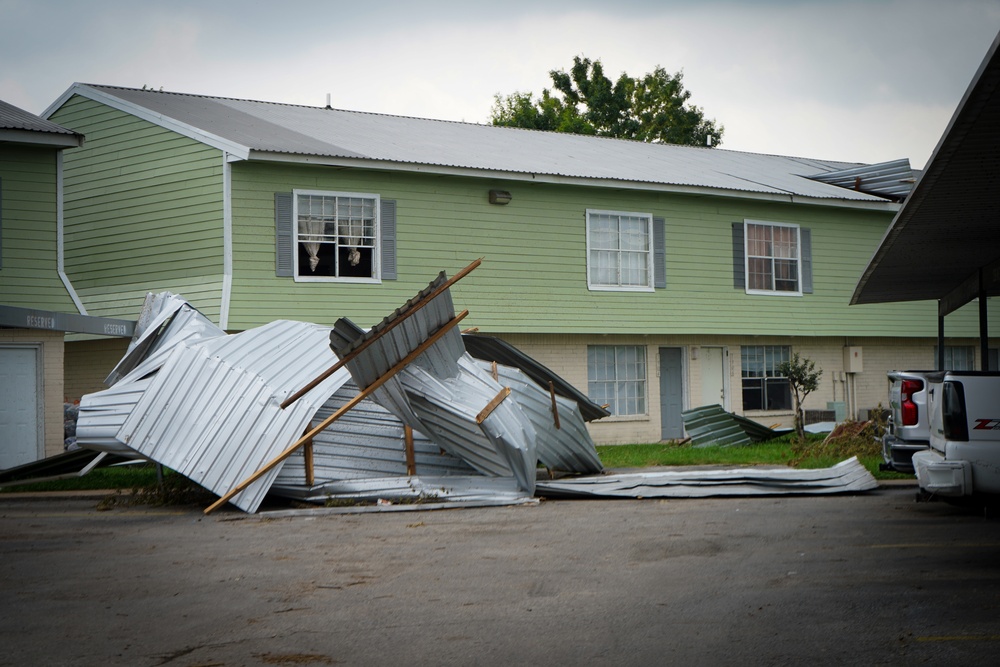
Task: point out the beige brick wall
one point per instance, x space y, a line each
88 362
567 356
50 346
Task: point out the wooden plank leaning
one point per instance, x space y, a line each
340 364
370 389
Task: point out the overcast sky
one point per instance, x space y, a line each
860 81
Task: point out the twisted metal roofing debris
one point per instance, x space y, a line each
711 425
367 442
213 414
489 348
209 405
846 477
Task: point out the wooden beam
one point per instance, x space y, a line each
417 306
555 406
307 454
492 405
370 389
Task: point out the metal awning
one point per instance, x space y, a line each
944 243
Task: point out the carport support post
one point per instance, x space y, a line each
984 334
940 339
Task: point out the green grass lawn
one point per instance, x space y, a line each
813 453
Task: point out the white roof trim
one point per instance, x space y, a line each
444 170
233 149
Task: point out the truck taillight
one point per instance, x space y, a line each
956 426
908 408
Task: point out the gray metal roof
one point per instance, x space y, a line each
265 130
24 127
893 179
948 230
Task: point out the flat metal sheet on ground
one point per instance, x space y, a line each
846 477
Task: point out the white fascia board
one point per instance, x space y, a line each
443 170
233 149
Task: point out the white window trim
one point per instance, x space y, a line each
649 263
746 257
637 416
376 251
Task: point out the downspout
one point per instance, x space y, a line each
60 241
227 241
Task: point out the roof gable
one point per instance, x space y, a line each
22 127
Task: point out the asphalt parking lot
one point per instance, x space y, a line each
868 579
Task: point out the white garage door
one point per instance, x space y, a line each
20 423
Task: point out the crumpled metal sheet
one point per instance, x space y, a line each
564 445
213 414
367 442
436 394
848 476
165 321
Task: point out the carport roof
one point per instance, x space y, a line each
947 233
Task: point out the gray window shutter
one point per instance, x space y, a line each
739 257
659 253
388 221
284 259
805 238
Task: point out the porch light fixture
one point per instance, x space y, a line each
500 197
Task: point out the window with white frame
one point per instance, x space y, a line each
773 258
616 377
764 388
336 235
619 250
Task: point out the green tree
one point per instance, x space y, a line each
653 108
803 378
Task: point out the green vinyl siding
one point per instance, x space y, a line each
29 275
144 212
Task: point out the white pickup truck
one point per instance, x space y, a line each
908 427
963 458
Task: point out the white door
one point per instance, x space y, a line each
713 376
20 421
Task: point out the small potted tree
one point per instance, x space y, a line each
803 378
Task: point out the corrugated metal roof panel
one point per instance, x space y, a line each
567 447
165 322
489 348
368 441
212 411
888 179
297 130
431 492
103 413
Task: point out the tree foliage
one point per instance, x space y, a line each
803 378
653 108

____

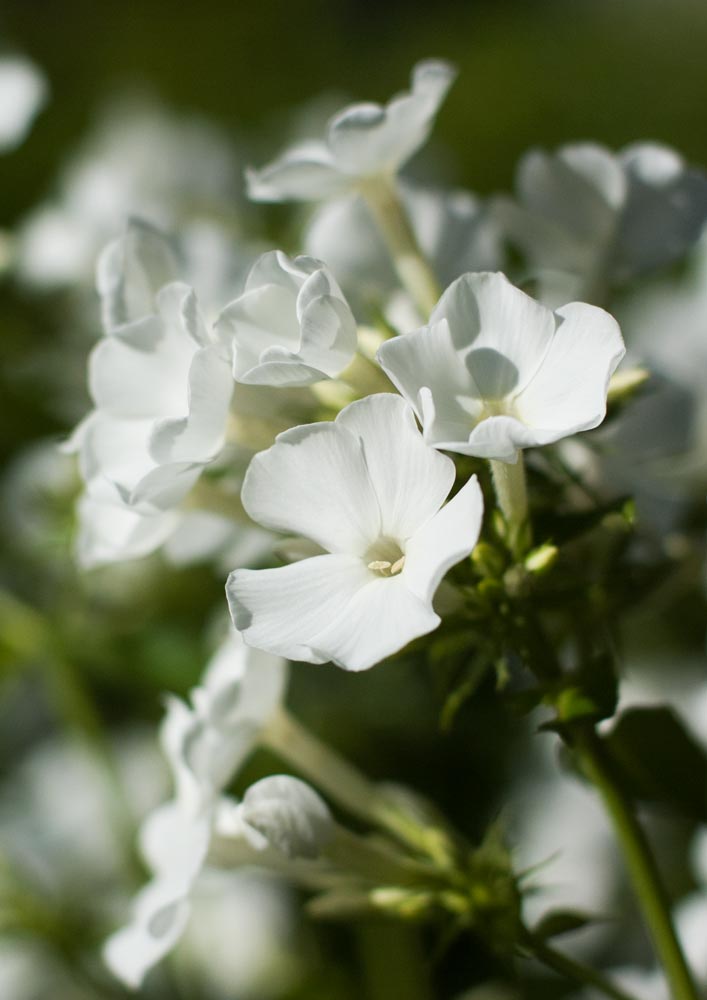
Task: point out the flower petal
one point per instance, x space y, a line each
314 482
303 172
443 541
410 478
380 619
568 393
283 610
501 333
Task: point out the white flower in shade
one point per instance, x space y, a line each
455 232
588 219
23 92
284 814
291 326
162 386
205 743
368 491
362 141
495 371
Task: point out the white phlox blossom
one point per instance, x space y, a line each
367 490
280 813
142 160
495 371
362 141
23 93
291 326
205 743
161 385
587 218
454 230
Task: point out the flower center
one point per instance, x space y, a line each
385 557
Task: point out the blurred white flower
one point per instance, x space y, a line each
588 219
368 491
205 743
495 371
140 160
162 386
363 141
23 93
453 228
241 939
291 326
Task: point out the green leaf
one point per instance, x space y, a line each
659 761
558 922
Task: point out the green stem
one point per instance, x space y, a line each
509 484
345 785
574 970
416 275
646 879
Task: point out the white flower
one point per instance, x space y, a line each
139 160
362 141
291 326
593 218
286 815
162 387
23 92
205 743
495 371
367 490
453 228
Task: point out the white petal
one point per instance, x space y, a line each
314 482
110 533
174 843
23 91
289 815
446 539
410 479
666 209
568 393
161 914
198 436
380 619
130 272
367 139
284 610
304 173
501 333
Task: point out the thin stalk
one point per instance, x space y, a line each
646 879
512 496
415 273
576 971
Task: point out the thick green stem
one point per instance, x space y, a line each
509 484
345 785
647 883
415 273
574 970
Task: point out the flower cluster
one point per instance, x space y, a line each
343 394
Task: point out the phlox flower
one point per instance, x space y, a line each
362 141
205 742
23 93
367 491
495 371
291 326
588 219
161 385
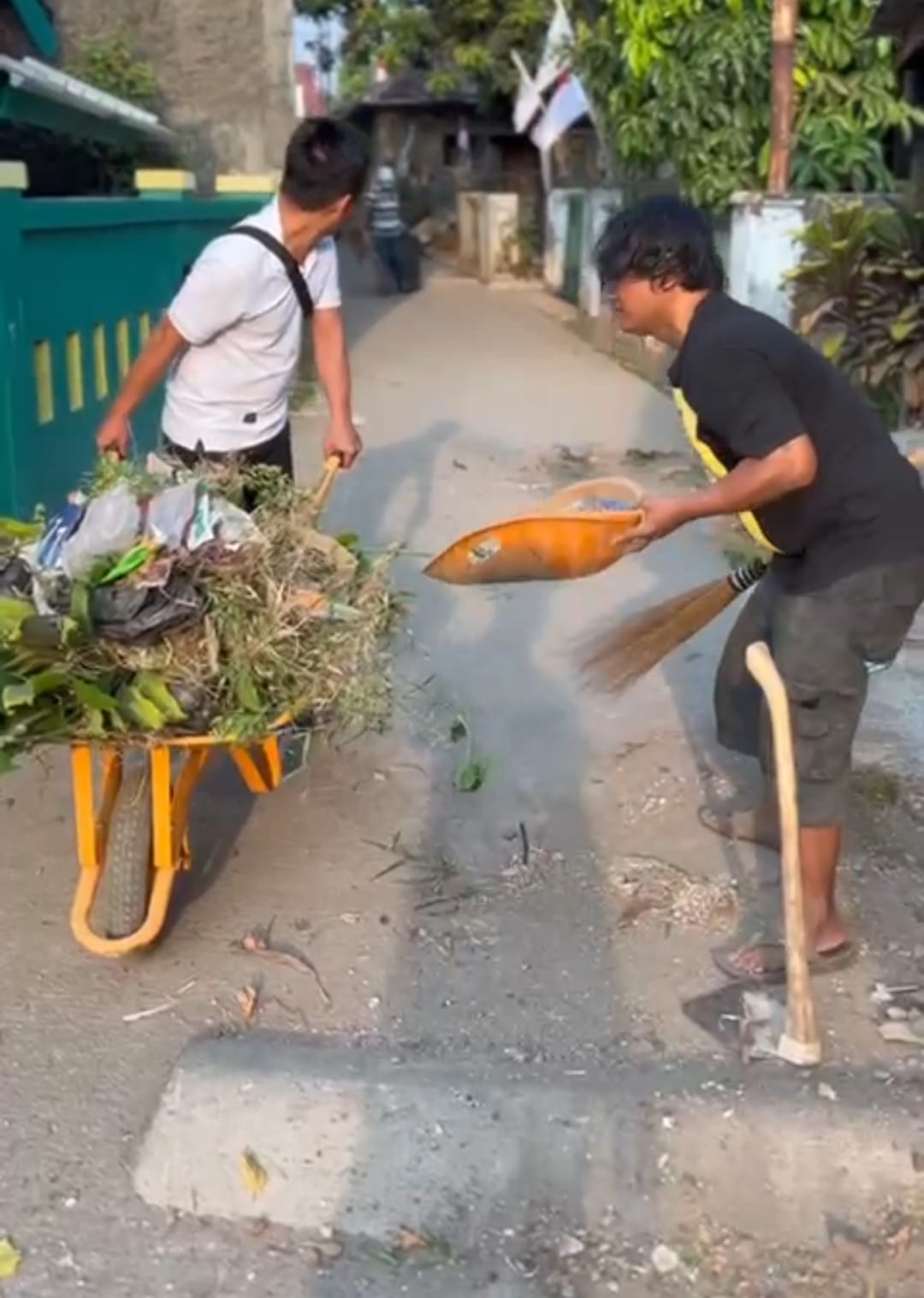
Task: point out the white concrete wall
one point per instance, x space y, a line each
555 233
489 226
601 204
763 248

____

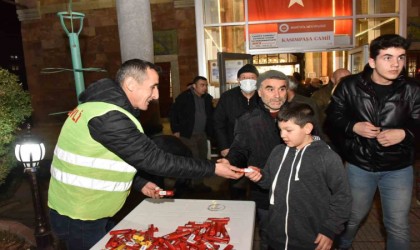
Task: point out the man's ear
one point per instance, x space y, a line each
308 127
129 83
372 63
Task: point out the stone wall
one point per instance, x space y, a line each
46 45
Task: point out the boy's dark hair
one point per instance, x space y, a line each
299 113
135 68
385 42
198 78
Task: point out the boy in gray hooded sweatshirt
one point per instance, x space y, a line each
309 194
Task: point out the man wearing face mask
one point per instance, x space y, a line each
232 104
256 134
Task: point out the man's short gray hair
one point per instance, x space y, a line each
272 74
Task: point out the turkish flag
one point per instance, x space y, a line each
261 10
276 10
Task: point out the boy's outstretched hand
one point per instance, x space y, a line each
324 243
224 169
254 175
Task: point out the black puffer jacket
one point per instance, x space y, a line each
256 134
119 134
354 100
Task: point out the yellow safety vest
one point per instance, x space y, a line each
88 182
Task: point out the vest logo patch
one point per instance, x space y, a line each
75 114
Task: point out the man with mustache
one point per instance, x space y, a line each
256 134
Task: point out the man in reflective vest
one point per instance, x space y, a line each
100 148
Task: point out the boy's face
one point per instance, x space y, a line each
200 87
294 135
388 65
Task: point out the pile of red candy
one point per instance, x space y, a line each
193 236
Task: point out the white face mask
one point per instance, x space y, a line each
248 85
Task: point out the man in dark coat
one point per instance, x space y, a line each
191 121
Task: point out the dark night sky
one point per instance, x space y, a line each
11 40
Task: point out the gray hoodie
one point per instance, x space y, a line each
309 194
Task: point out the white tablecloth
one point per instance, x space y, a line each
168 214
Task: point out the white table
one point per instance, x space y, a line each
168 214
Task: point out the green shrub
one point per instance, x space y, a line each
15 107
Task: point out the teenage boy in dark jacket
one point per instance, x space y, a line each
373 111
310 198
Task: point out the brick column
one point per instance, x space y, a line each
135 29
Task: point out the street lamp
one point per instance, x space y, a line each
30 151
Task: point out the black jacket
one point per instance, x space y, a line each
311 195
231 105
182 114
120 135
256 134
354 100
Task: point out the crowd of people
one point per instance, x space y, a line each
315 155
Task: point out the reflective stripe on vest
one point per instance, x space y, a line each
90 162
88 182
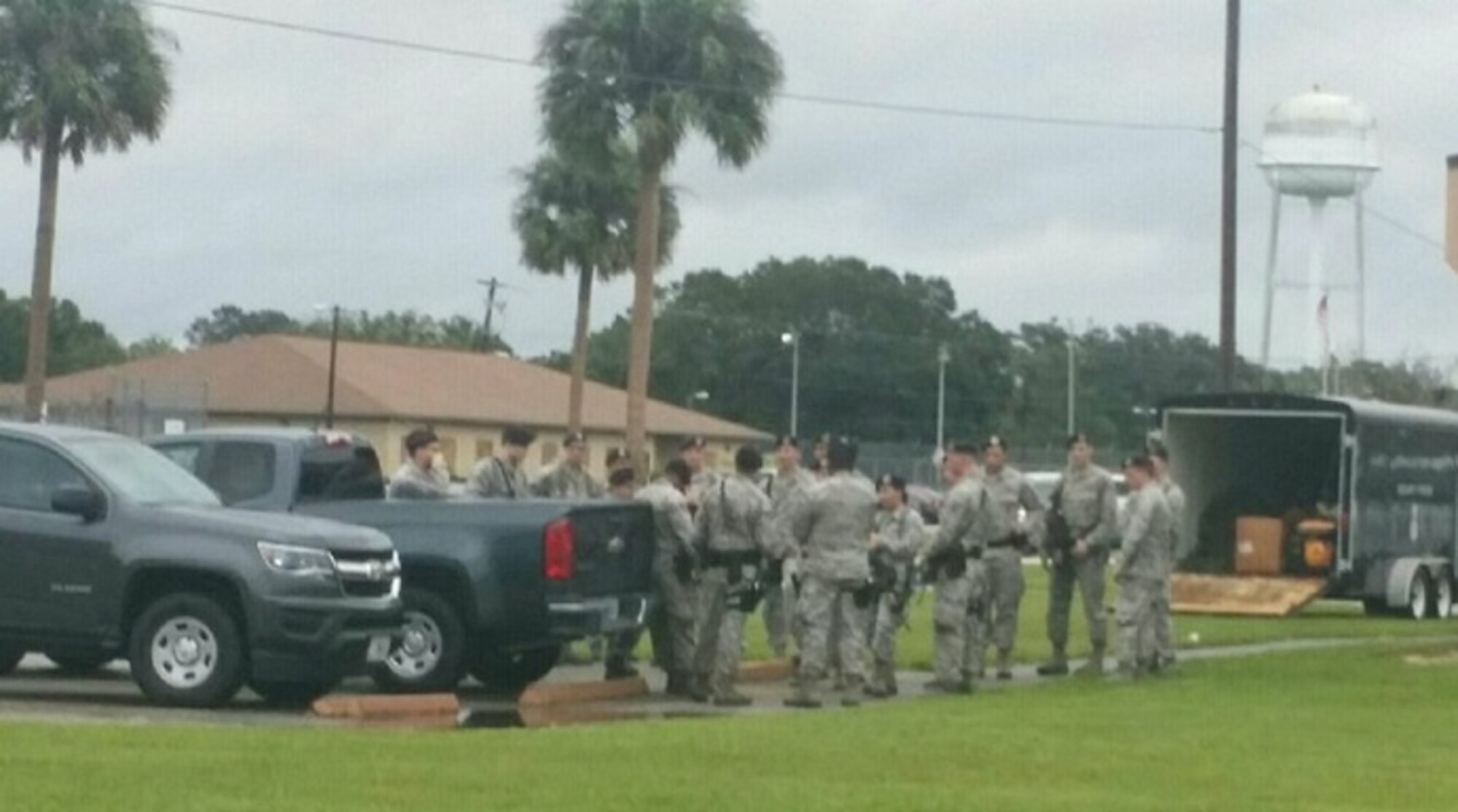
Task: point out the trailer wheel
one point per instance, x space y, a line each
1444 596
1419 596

____

# What you are asked to do:
Count the lines above in which the string "window" occurs. Give that number and nothing else.

# Solution for this exercise:
3